* START *
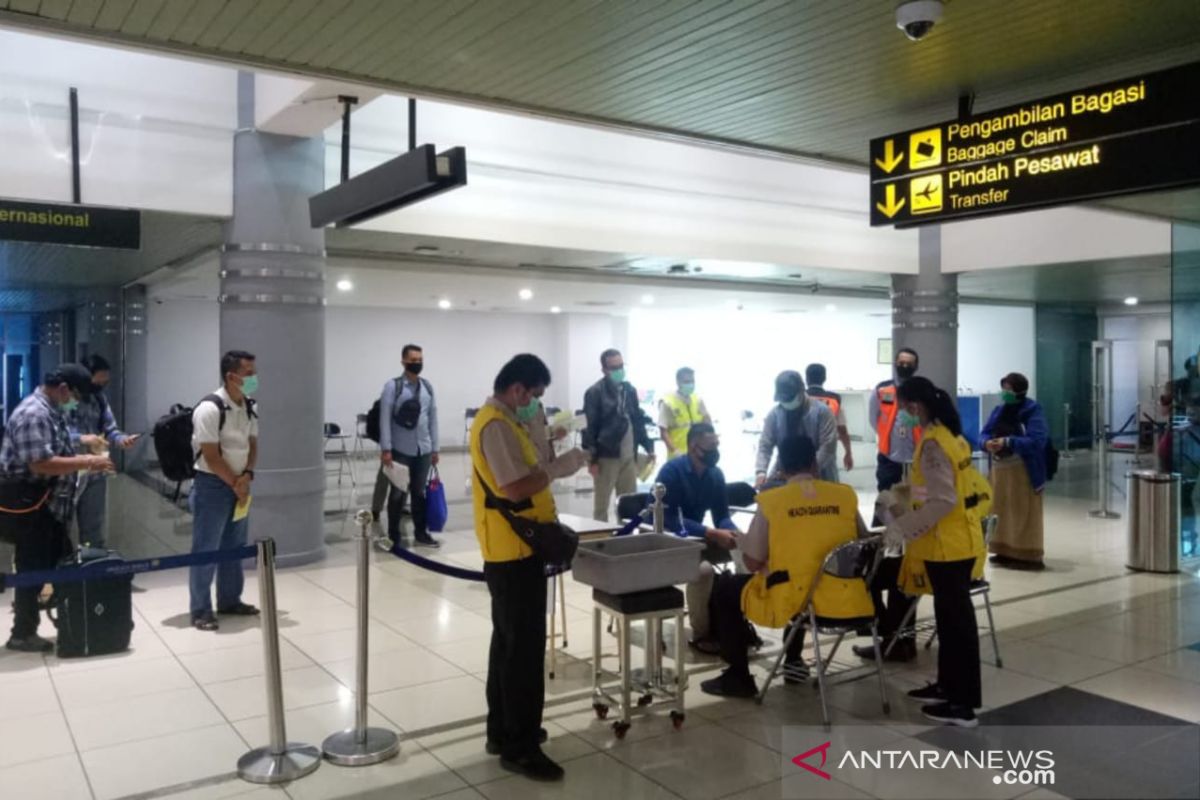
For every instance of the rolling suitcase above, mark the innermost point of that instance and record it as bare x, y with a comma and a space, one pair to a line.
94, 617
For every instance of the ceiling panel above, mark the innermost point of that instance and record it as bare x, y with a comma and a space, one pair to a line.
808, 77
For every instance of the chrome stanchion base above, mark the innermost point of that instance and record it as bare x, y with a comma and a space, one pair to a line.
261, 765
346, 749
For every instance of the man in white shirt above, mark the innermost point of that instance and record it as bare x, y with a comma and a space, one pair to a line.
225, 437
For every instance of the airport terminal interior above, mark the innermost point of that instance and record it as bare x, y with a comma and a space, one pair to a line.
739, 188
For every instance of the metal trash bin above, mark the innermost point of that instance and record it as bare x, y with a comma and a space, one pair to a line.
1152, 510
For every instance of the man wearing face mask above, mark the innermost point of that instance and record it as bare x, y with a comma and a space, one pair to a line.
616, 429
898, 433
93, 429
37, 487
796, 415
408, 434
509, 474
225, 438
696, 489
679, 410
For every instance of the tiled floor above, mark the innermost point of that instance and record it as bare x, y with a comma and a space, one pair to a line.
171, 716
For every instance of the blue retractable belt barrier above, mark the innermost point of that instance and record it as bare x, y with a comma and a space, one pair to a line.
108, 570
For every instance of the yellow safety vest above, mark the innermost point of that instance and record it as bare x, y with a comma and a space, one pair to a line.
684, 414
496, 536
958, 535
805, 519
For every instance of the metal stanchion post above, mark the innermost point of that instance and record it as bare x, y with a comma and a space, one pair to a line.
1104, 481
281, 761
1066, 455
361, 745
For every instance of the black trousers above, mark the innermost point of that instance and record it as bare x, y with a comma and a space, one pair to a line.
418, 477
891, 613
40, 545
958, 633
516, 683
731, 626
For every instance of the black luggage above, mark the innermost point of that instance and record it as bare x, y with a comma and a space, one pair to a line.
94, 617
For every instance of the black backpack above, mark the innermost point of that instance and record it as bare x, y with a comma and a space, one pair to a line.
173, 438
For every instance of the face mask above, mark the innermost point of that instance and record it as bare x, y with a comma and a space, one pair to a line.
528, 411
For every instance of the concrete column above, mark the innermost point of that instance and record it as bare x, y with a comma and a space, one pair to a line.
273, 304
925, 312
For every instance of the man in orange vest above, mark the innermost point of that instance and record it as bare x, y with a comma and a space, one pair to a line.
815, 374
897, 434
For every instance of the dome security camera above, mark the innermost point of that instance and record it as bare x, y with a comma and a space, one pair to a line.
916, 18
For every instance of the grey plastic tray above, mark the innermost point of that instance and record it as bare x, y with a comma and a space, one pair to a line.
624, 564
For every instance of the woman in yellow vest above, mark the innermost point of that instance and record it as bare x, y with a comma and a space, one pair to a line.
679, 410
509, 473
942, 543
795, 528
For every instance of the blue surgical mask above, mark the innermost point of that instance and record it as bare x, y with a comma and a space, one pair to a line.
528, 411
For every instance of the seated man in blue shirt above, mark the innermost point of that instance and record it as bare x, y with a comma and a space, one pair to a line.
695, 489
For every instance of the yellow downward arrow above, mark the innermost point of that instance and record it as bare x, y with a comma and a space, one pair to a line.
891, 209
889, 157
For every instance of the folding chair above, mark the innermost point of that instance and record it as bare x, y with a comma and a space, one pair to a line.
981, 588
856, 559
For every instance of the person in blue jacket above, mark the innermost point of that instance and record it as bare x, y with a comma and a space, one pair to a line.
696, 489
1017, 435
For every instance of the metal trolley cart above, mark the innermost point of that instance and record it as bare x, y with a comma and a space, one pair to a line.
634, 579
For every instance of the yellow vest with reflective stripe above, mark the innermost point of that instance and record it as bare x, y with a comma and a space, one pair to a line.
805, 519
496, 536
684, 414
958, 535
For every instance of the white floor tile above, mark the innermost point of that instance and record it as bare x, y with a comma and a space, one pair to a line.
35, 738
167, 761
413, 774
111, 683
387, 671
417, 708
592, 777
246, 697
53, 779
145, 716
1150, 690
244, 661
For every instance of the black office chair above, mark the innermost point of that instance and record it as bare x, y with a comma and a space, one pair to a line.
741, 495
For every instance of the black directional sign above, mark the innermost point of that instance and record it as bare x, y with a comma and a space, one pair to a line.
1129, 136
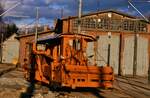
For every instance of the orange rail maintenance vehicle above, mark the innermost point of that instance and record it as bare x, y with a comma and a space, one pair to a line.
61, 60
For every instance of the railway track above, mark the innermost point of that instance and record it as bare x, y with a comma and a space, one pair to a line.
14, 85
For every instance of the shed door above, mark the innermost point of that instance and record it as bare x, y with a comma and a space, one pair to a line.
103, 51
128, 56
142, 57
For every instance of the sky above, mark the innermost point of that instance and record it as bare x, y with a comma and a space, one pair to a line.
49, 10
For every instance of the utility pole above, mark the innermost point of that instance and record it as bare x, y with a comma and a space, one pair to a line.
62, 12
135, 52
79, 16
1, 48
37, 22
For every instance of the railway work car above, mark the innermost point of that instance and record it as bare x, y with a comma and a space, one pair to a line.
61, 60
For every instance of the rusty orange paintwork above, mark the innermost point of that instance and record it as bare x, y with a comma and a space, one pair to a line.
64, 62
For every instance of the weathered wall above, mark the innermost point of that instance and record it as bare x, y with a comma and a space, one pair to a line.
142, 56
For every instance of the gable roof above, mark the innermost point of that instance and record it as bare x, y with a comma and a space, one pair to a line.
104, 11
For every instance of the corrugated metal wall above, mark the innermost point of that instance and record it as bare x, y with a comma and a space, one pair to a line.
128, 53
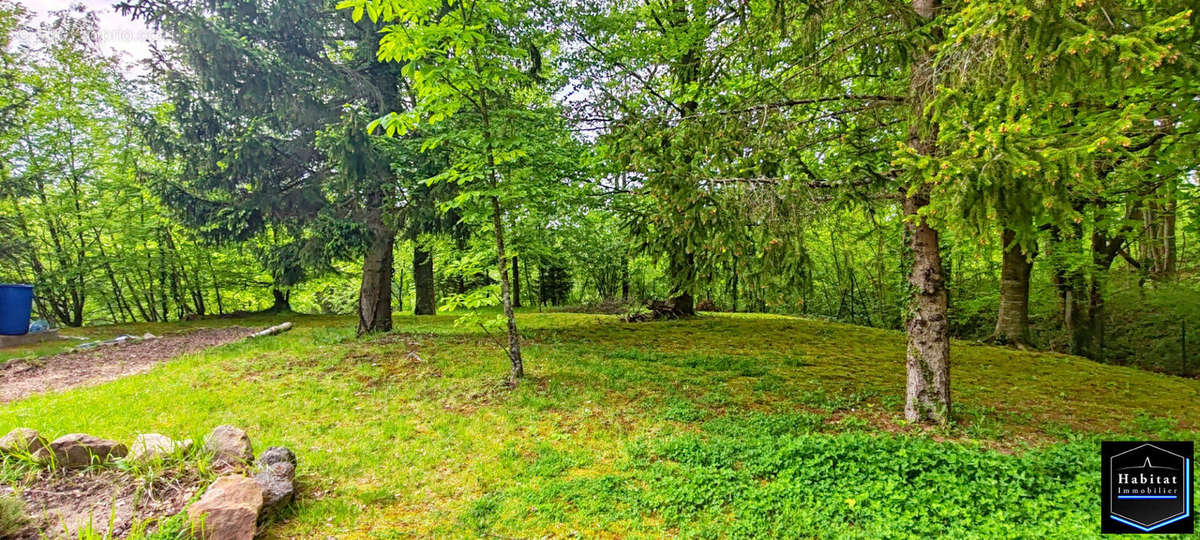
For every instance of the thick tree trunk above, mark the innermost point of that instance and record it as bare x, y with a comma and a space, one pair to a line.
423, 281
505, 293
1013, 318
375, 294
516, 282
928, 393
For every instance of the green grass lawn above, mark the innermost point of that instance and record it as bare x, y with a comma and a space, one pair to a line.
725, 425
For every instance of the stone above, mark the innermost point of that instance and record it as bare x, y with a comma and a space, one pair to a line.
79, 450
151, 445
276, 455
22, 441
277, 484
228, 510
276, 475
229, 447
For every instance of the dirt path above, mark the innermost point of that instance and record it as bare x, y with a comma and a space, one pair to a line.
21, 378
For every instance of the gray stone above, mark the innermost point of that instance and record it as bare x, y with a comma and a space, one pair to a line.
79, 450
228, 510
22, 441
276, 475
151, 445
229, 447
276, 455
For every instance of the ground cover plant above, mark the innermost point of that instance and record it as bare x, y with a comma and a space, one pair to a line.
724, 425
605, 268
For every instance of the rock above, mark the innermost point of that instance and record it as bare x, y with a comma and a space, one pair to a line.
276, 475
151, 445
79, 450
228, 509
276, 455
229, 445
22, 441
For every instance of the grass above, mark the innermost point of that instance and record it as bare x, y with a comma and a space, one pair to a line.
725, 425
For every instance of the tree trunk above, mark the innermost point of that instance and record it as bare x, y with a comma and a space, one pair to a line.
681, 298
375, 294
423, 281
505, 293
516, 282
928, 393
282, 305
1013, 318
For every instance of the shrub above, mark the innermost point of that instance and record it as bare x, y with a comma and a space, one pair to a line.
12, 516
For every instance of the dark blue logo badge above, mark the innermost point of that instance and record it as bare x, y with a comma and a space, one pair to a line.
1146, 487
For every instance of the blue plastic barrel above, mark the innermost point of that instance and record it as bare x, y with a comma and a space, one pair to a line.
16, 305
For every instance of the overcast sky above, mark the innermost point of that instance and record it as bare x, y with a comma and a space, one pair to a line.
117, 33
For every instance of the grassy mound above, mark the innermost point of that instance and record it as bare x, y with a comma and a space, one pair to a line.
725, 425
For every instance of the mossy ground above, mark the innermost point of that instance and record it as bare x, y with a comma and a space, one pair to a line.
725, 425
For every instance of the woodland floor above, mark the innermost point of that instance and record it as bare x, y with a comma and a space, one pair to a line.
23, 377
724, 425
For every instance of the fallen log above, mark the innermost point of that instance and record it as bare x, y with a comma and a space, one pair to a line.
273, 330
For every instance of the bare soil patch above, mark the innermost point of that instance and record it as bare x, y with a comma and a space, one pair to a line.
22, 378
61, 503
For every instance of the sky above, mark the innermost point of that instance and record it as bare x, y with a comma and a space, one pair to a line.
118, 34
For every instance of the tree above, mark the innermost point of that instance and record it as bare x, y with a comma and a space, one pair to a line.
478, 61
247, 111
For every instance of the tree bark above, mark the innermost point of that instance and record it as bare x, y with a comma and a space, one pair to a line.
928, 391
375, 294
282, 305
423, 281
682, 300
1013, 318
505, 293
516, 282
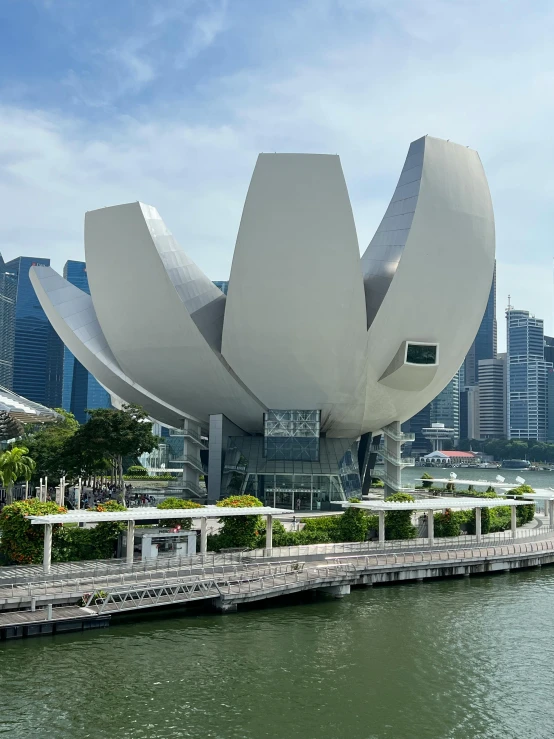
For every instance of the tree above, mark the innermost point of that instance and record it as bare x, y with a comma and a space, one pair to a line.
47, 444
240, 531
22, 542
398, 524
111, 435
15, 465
* END *
**Given problem:** Print the entries unchanged from the line containing "For every instance of the fallen" through the end of the entries, both ends included. Leave the pictures out.

**Solved problem:**
For every instance of the fallen log above, mark the innermost point of that instance and record it as bare x, y with a comma and a space, one pair to a line.
273, 330
For every instance of the bare soil patch above, mark the innermost point of that instance and record it as bare x, y with a comma and a space, one pair to a line.
22, 378
61, 503
For every instance of the sky above, mark the innermost point of that instance and record it as bare x, y with a comma and a space, one pair to a line.
118, 34
For every instance of the tree above, mark the innermost point of that instance and record it as bare x, y with a comma and a space, one pair to a line.
478, 61
247, 111
For every instance of the tree bark above, mark the innermost point of that instance and record it as bare x, y with a comma and a space, one pair to a line.
928, 391
375, 294
282, 305
423, 281
682, 300
1013, 318
505, 293
516, 282
For every instance of the tree above, mark the innermost point of that instance and record it as bare x, y with a comma and a space, one pair to a line.
47, 444
240, 531
22, 542
398, 524
111, 435
15, 465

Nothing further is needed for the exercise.